Extract the rows below without any change, from the first line of the rows through the line with "[302,127,358,161]", including both of those lines.

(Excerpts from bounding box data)
-- begin --

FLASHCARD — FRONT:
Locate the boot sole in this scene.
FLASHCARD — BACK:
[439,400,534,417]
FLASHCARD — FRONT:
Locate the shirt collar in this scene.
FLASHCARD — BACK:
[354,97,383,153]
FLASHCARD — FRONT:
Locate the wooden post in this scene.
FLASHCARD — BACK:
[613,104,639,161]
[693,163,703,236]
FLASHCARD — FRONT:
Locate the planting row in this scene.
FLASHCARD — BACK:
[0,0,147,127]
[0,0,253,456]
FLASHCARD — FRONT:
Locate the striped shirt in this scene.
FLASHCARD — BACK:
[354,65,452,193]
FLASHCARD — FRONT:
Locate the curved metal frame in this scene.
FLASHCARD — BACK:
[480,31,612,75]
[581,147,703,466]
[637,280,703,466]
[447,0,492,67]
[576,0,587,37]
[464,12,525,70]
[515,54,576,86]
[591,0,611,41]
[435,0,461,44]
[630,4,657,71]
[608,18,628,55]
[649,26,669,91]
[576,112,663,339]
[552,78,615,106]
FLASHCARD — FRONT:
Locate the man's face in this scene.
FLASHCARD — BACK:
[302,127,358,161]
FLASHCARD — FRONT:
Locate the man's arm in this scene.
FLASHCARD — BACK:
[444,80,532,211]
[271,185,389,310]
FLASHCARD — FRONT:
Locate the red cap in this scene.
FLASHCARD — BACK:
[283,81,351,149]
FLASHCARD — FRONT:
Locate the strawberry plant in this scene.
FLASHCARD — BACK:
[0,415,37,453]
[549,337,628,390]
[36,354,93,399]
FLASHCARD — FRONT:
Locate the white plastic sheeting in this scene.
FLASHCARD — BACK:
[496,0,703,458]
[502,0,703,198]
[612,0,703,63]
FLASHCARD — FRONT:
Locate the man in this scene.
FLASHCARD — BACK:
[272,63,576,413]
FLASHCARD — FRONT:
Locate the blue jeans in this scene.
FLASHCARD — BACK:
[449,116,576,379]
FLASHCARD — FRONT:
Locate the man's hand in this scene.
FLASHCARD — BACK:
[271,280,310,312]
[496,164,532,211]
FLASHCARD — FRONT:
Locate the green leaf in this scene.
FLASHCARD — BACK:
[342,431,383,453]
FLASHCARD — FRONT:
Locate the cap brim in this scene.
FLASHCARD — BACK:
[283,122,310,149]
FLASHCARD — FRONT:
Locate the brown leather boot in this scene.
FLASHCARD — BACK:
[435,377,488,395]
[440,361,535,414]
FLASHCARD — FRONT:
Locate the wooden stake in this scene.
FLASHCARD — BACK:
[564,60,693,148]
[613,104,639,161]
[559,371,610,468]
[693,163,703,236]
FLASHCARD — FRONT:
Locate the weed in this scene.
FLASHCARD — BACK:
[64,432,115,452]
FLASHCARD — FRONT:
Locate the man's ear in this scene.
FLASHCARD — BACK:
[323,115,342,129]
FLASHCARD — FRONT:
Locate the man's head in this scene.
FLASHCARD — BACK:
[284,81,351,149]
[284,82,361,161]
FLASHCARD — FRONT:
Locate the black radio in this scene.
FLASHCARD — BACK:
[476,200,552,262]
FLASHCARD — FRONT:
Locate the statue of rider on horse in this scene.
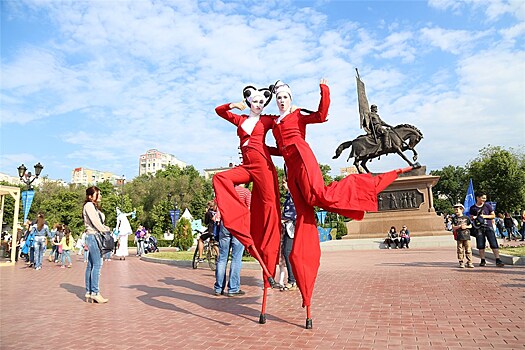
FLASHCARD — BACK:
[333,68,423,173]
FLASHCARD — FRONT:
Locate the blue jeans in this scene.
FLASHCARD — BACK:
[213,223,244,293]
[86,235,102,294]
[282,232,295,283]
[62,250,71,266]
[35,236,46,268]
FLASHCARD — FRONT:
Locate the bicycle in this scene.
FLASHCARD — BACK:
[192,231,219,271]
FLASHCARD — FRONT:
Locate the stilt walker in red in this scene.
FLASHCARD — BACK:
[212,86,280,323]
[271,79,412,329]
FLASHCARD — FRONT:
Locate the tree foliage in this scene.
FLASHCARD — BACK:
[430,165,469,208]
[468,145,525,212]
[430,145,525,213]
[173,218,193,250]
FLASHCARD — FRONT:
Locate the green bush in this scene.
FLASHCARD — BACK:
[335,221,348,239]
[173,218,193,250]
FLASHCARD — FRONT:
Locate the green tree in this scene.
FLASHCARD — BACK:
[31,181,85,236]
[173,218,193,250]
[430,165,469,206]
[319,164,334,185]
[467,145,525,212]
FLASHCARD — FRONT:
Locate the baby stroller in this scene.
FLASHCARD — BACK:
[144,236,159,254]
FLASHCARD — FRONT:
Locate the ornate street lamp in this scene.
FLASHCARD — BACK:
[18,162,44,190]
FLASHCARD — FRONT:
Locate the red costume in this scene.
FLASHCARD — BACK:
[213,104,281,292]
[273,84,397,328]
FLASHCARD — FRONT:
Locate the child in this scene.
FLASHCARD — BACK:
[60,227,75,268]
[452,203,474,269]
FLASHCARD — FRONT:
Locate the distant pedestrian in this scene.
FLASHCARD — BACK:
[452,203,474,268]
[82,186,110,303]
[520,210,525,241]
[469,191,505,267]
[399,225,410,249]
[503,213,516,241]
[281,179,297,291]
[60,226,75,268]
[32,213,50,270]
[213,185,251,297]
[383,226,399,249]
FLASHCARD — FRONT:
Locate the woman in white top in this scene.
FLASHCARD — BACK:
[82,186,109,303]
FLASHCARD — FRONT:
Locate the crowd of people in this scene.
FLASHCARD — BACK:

-- end --

## Exercise result
FLASHCARD — FRONT:
Locate the boot sole in this scene.
FLASHCARD — BACK:
[439,400,534,417]
FLASHCARD — FRONT:
Locate the shirt collar in this scene.
FLASHCARD — BACK:
[354,97,383,153]
FLASHCARD — FRONT:
Locate the wooden post in this scene.
FLASHCARD — BACK:
[613,104,639,161]
[693,163,703,236]
FLASHCARD — FRONT:
Locate the planting row in this scene.
FLASHCARD — BACK:
[0,0,147,127]
[0,0,253,456]
FLASHCARD — FRONT:
Locate the striped shirt in this scene.
FLASHCARD — BACK:
[354,65,452,193]
FLASHCARD — FRONT:
Locate the curved metal frame in this scene.
FLASHCARD — BACK:
[480,31,612,75]
[581,147,703,466]
[637,280,703,466]
[447,0,492,67]
[576,0,587,37]
[464,12,525,70]
[515,54,576,86]
[591,0,611,41]
[435,0,461,44]
[630,4,657,71]
[608,18,628,55]
[649,26,669,91]
[576,112,663,339]
[552,78,615,106]
FLASHCARD — FRONT:
Locate the man's face in this scene.
FLASHCARD — BACK:
[302,127,358,161]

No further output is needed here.